--- Exercise data ---

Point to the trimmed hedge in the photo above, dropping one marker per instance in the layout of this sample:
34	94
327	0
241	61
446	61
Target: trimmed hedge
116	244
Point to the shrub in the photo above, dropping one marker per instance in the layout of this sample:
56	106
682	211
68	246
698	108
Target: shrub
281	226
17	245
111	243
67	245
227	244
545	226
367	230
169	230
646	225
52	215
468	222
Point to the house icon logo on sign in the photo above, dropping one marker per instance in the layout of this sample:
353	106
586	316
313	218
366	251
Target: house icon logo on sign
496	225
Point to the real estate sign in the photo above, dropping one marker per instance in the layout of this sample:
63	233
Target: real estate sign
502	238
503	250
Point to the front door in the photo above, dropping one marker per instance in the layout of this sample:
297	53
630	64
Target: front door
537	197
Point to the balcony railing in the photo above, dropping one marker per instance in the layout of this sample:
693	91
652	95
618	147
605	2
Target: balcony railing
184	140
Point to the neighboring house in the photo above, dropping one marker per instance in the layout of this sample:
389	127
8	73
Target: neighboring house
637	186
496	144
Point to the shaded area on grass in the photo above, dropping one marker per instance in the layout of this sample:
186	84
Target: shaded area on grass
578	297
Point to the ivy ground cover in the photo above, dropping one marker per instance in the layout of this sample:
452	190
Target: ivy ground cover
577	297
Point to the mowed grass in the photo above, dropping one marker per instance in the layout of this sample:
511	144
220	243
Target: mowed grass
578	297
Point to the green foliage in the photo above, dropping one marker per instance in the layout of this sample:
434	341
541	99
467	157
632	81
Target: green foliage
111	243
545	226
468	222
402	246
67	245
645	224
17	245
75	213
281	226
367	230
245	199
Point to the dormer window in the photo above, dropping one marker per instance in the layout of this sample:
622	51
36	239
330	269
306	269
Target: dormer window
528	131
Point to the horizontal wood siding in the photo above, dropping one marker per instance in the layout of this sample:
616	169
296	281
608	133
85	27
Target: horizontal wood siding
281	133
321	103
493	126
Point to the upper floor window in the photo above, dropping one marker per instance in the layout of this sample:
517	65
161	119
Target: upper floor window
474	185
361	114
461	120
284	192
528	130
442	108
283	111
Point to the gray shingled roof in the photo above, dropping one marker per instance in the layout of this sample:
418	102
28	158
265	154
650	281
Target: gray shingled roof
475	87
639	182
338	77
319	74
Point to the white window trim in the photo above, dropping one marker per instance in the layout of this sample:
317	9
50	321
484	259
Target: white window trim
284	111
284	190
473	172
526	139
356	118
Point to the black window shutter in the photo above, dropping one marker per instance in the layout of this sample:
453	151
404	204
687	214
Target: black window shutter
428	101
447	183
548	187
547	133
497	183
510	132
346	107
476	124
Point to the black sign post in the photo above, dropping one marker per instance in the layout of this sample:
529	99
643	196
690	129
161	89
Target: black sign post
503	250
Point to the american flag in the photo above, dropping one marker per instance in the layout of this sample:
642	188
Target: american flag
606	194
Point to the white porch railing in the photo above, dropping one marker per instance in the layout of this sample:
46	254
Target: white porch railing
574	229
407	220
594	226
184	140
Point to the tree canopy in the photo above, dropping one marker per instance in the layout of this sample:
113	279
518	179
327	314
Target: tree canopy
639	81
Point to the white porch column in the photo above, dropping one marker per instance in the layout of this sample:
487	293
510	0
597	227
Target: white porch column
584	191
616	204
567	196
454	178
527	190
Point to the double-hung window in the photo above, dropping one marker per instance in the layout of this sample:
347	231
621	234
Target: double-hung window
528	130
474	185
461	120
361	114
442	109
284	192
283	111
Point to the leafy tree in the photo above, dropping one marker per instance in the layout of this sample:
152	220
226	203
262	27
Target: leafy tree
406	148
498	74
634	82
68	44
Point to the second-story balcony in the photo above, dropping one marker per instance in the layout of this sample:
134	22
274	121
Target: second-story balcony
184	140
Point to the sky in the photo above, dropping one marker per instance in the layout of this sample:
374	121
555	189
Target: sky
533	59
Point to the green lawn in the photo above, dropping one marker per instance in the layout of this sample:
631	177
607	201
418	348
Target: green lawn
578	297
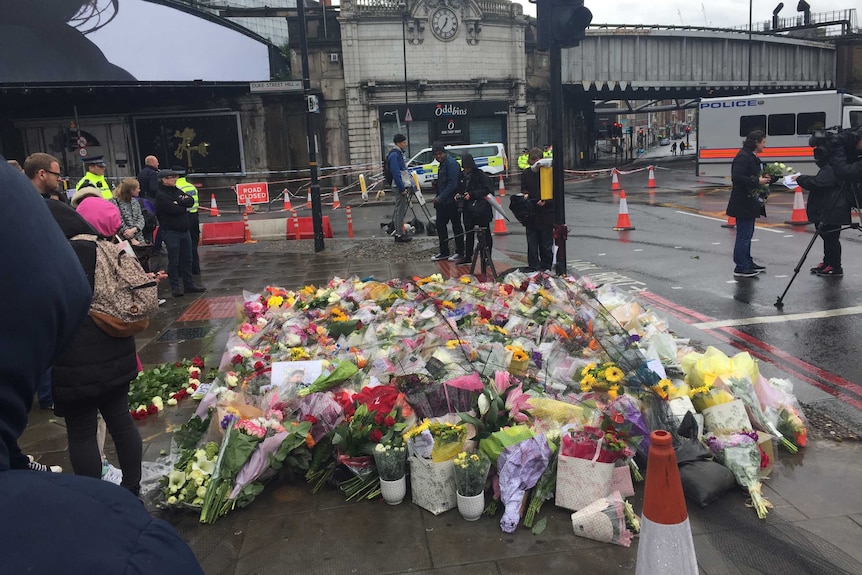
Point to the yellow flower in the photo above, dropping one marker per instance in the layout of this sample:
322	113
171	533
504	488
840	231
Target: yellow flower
614	374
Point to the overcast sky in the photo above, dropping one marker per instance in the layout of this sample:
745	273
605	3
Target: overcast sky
721	14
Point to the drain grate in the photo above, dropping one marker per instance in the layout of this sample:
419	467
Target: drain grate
184	333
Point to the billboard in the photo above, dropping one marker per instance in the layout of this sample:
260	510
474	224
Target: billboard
124	41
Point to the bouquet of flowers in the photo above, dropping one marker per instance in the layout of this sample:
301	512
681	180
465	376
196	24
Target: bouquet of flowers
471	471
391	461
773	171
740	453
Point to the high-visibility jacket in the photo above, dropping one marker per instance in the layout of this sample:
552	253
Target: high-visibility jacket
98	182
189	188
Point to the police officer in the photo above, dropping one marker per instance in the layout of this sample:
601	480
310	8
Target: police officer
95	176
524	159
194	219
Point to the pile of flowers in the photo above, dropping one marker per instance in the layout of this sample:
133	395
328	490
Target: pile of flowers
166	384
440	367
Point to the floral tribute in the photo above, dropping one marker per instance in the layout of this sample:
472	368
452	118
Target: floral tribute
166	384
430	368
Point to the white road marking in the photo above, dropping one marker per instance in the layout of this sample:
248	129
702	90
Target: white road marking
720	220
855	310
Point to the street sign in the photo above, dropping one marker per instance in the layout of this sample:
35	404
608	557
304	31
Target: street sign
287	86
256	193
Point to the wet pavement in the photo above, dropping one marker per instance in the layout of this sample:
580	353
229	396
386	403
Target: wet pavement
817	521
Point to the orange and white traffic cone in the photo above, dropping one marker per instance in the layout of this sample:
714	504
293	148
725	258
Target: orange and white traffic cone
247	230
214	213
798	217
665	542
615	181
499	222
623	222
651	180
349	221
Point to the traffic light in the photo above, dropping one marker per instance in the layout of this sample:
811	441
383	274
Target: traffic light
562	22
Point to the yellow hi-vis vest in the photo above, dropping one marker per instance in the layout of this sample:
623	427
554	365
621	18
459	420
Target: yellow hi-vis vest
98	182
190	189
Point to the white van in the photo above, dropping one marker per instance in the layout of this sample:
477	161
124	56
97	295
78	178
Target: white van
490	158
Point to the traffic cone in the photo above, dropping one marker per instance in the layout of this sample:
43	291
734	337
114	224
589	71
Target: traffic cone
665	544
247	239
623	222
499	223
798	217
615	181
651	180
213	207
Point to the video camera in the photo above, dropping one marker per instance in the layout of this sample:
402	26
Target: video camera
826	141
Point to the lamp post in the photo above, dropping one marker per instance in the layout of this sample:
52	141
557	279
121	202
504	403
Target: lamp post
404	11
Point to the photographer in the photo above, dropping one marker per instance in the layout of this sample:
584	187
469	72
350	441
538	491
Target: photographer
829	209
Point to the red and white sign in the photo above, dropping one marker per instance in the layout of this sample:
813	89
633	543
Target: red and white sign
257	193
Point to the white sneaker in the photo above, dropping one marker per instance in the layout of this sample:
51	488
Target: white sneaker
111	474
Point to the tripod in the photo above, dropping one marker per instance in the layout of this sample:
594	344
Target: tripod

---

### Exercise aim
Copy the records exactly, leaving out every picture.

### Expected output
Point to the trimmed hedge in the photo above, dropping one marker per instance in the layout of this sample:
34	94
327	0
241	61
446	61
Target: trimmed hedge
116	244
Point to the shrub in the photo above, dropping one marker per instance in the layout of this sample:
56	106
682	211
68	246
698	108
Target: shrub
281	226
17	245
111	243
67	245
227	244
545	226
367	230
169	230
646	225
52	215
468	222
Point to the house icon logo on sign in the photo above, dropping one marker per instance in the layout of this sample:
353	106
586	316
313	218
366	251
Target: house icon logo on sign
496	225
Point to the real estate sign in the photo above, dropping one marker per instance in the layout of this sample:
63	233
Target: real estate sign
502	238
503	250
Point to the front door in the photo above, dropping one marker per instance in the layout of this sample:
297	53
630	64
Target: front door
537	197
Point to the balcony railing in the photo above, dropping one marker per instance in the layout of this sample:
693	91
652	95
618	147
605	2
Target: balcony railing
184	140
Point to the neighboring house in the photo above, dropping one marker per instance in the layout of this sample:
389	127
8	73
Target: neighboring house
637	186
496	144
Point to the shaded area on grass in the photo above, dropping one marker per instance in the layout of this sample:
186	84
Target: shaded area on grass
578	297
Point to the ivy ground cover in the photo above, dropping one marker per instance in the layout of this sample:
452	190
Target: ivy ground cover
577	297
Point to the mowed grass in the photo above, dropping one marker per instance in the layout of this sample:
511	144
220	243
Target: mowed grass
578	297
Point to the green foliage in the photo above, dropping one marker per instance in the layout of this sample:
434	341
541	99
467	157
632	81
Target: green foliage
111	243
545	226
468	222
402	246
67	245
645	224
17	245
75	213
281	226
367	230
245	199
Point to the dormer window in the photo above, dropping one marker per instance in the layout of this sample:
622	51
36	239
330	269
306	269
Target: dormer window
528	131
Point to the horizontal wood siding in the photo above, dropping one marker per instance in the layout of this sample:
616	169
296	281
608	133
85	27
Target: horizontal wood siding
281	133
321	103
493	126
Point to the upper floor window in the photo above, dropping one marker per instance in the layout of this sample:
517	65
161	119
Target: upper floor window
474	185
361	114
461	120
284	192
528	130
442	108
283	111
Point to the gray shingled roof in the photo above, dropping one marker per instance in the layout of this sample:
418	102
28	158
265	154
650	281
Target: gray shingled roof
475	87
639	182
338	77
319	74
Point to the white window trim in the photo above, dropping one marker per instance in the layout of this sample:
317	9
50	321
484	259
Target: white window trim
284	111
284	190
473	172
526	139
356	118
Point to the black window shutter in the photo above, dropping one marker per instance in the layout of this sample:
453	151
404	204
687	214
Target: black window shutter
428	101
447	183
548	187
547	133
497	183
510	132
346	107
476	124
Point to the black sign post in the photo above, dropping one marker per instance in the layout of this sample:
529	99
643	196
690	129
161	89
Target: black sign post
503	250
Point to the american flag in the photo above, dropping one marker per instance in the layout of this sample:
642	188
Target: american flag
606	194
Point to the white porch railing in the photo above, dropping one marker per instance in the layout of this sample:
46	254
Target: white porch railing
574	229
407	220
594	226
184	140
Point to the tree canopy in the photo above, dropping one marker per instance in the layout of this sample:
113	279
518	179
327	314
Target: tree canopy
639	81
Point to the white porch column in the photo above, dropping one marker per instance in the layout of this sample:
487	293
510	0
597	227
Target: white porch column
584	191
616	204
567	196
454	178
527	190
Point to the double-hung window in the photo above, dropping one marker per instance in the layout of this sample:
347	231
621	234
Target: double-hung window
528	130
474	185
461	120
361	114
442	109
284	192
283	111
Point to the leafy tree in the photo above, dropping one marker per instance in the layout of this sample:
152	220
226	203
262	27
Target: leafy tree
406	148
498	74
634	82
68	44
Point to the second-story balcony in the photo above, dropping one marker per instance in the layout of this sample:
134	22
274	121
Target: second-story balcony
184	140
Point to the sky in the photo above, dropping one marker per instance in the layout of this sample:
374	121
555	189
Target: sky
533	59
Point to the green lawn in the photo above, dropping one marker per instance in the layout of this sample:
631	177
607	201
418	348
Target: green lawn
578	297
Point to the yellow flower in the photo above, dropping one marker per instance in the layout of this sample:
322	113
171	533
504	488
840	231
Target: yellow flower
614	374
Point to the overcast sky in the photo above, dropping one marker per instance in the layout of this sample:
745	273
605	3
Target: overcast sky
721	14
Point to the drain grate in the photo above, dropping one marker per instance in the layout of this sample:
419	467
Target: drain grate
184	333
Point to the billboard in the photo above, dropping one marker per instance in the layout of this sample:
260	510
474	224
Target: billboard
124	41
Point to the bouquet of flowers in the photo above, dropping one marker per instance in the layout of this sample:
301	512
681	180
465	376
196	24
Target: bouquet of flowers
471	471
391	461
773	171
740	453
Point to the high-visibility jacket in the photo above, dropping one marker per instance in the layout of this sample:
552	253
Target: high-visibility jacket
98	182
189	188
Point to the police officer in the photo above, dropping one marker per instance in the layout of this sample:
601	480
310	8
Target: police officer
95	176
524	159
194	219
Point to the pile of flowers in the photo above, dropping one marker per instance in the layout of this sample:
133	395
328	490
Target: pile of flowers
166	384
440	367
Point to the floral tribute in the photo above, dropping one marker per instance in the layout of this sample:
472	368
452	118
Target: floral tribute
166	384
430	368
Point to the white road marking in the photo above, dropping one marker per instance in the layout of this sample:
248	129
702	90
Target: white road marking
720	220
855	310
Point to the street sign in the photo above, dropping one marker per instance in the layout of this sample:
35	404
608	557
304	31
Target: street sign
287	86
256	193
Point to the wet pavement in the photo above, dropping one marker per instance in the layout of this sample:
580	353
229	396
386	403
Target: wet pavement
817	521
Point to the orange and white traffic cone in the photo above, dropping one marker per instance in the layout of this sample:
714	504
293	148
725	258
Target: orange and white traffic cone
247	230
214	213
798	217
665	542
615	181
499	222
623	222
651	180
349	221
Point to the traffic light in the photo above, dropping one marker per instance in the layout of this sample:
811	441
383	274
Target: traffic light
562	22
Point to the yellow hi-vis vest in the photo above, dropping one marker per instance in the layout of this sample:
623	427
554	365
621	18
459	420
Target: yellow hi-vis vest
98	182
190	189
Point to the white van in the photo above, dropping one marker per instance in the layout of this sample:
477	161
124	56
97	295
78	178
Target: white van
490	158
Point to the traffic cone in the photo above, dropping one marker per instance in the layout of this sample:
43	291
734	337
114	224
589	71
Target: traffic cone
665	544
247	239
623	222
499	223
798	217
615	181
651	180
213	207
Point to the video camera in the photo above, dropping one marker per instance in the layout of this sample:
402	26
Target: video camera
826	141
Point to the lamp post in the photo above, dropping one marker per instance in the layout of this sample:
52	141
557	279
121	202
504	403
Target: lamp post
404	11
Point to the photographer in the photo above, dropping one marker per instance in the layout of this sample:
584	187
469	72
350	441
538	491
Target: photographer
829	209
Point to the red and white sign in the photo above, dropping one marker per instance in the layout of this sample:
813	89
633	543
Target: red and white sign
257	193
Point to the white sneaker in the photo above, dropping one marker per instance in the layout of this sample:
51	488
Target: white sneaker
111	474
Point to the tripod in the photo above, dropping one marker per instance in the layout of this sample:
594	344
Target: tripod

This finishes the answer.